• Exercise details: Take the line containing "like [410, 197]." and every line after it in the data below, and print them exactly as given, with nothing else.

[Extracted records]

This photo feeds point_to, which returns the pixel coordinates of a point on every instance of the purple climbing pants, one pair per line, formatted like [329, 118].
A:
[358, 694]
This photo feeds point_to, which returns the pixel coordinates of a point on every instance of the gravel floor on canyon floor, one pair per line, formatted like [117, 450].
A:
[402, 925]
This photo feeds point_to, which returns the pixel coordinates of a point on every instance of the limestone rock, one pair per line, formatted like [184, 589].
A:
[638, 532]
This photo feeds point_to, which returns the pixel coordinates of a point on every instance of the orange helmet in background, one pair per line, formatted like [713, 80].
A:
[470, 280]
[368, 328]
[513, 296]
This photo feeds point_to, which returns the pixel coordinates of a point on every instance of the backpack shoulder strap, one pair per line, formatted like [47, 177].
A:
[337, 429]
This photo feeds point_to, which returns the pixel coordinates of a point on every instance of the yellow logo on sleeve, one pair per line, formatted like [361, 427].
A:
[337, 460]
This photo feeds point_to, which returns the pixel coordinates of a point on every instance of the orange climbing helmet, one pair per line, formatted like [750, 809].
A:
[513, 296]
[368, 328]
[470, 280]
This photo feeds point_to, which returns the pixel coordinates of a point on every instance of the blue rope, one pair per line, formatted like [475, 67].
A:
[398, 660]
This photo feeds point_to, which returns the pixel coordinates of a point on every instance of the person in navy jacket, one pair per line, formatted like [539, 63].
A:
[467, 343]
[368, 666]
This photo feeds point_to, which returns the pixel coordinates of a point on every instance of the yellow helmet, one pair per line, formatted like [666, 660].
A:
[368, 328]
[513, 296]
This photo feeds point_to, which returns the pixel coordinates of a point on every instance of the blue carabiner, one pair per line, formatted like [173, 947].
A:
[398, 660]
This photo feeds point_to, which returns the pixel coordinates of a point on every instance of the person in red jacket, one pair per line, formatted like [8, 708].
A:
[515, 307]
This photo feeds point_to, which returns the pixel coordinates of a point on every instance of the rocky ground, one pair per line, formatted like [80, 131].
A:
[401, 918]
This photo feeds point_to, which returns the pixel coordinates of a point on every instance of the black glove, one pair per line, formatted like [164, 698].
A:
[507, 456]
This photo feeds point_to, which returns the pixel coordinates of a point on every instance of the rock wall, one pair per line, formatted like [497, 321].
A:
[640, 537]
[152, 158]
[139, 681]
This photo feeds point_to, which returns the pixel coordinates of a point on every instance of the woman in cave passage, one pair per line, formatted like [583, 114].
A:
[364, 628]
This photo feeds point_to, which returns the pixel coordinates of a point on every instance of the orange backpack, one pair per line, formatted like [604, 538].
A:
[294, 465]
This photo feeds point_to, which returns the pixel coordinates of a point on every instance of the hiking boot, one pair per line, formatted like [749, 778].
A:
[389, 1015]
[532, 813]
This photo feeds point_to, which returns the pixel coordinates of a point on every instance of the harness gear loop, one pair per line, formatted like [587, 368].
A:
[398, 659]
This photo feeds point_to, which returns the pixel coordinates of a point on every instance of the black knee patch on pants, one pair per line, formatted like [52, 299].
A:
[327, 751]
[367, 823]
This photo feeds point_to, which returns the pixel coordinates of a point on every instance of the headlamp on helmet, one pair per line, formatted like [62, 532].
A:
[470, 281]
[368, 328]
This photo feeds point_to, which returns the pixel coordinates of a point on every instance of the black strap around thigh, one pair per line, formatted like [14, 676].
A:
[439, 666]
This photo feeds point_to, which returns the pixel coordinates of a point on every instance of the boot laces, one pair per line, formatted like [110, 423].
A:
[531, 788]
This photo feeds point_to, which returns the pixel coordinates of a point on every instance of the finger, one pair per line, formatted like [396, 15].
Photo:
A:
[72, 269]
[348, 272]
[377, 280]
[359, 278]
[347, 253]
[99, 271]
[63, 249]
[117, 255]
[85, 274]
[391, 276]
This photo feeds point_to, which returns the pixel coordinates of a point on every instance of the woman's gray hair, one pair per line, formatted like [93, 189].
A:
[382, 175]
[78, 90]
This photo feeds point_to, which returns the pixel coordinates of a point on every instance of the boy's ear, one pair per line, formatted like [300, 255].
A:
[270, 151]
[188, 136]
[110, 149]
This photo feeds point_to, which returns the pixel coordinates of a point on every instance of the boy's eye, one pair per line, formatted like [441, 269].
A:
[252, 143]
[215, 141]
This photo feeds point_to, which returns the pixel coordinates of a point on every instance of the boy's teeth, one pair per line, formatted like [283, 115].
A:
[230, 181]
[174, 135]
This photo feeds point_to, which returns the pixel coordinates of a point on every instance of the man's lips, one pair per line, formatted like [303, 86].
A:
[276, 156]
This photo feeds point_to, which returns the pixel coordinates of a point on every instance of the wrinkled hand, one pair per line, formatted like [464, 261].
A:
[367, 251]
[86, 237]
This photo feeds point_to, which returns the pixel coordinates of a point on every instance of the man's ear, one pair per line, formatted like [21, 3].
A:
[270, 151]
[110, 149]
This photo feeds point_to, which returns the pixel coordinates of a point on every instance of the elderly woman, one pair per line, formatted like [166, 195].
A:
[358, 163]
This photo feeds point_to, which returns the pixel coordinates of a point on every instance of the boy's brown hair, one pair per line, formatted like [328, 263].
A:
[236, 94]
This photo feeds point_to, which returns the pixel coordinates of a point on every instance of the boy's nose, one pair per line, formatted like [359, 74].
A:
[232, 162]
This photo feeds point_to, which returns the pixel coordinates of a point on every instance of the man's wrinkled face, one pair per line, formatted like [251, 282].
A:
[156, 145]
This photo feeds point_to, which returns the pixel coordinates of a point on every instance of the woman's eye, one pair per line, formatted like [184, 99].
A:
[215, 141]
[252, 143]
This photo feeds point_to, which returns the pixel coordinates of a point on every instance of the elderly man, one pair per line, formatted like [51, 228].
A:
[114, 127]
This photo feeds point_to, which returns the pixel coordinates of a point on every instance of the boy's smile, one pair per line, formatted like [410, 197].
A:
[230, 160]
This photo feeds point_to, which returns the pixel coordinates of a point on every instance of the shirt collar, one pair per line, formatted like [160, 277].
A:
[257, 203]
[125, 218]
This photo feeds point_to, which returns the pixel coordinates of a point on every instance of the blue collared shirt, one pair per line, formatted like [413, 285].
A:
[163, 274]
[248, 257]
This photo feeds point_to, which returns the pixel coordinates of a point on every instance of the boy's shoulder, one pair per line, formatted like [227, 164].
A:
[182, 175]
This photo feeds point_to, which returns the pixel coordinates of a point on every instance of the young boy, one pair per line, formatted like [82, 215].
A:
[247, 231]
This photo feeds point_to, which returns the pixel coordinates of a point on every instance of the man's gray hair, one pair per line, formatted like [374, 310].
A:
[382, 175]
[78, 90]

• Output for this task:
This photo feeds point_to, which returns the pixel coordinates of a point on every instance of the boy's smile, one pair per line, formatted like [410, 197].
A:
[230, 160]
This photo feeds point_to, which returns the pixel coordinates of a point on every instance of the shirt collar, one pair per line, formatted like [160, 277].
A:
[257, 203]
[125, 218]
This photo feeds point_to, which returns the pixel coordinates of a point on every instance of the blue collared shirt, one pair per line, formatted like [413, 285].
A:
[163, 274]
[248, 257]
This photo feeds point_to, which returns the pixel coordinates of a point on every instance of the boy's shoulder, one pair per line, formatted like [227, 164].
A:
[182, 175]
This photo feeds point_to, which returns the pixel coordinates of a point on every instance of the young boy, one pair per line, formatted like [82, 215].
A:
[247, 231]
This photo feeds point_to, which returns the pixel coordinates of a point on every instance of the man's gray hair, one pair per line, formatted like [374, 310].
A:
[382, 175]
[78, 90]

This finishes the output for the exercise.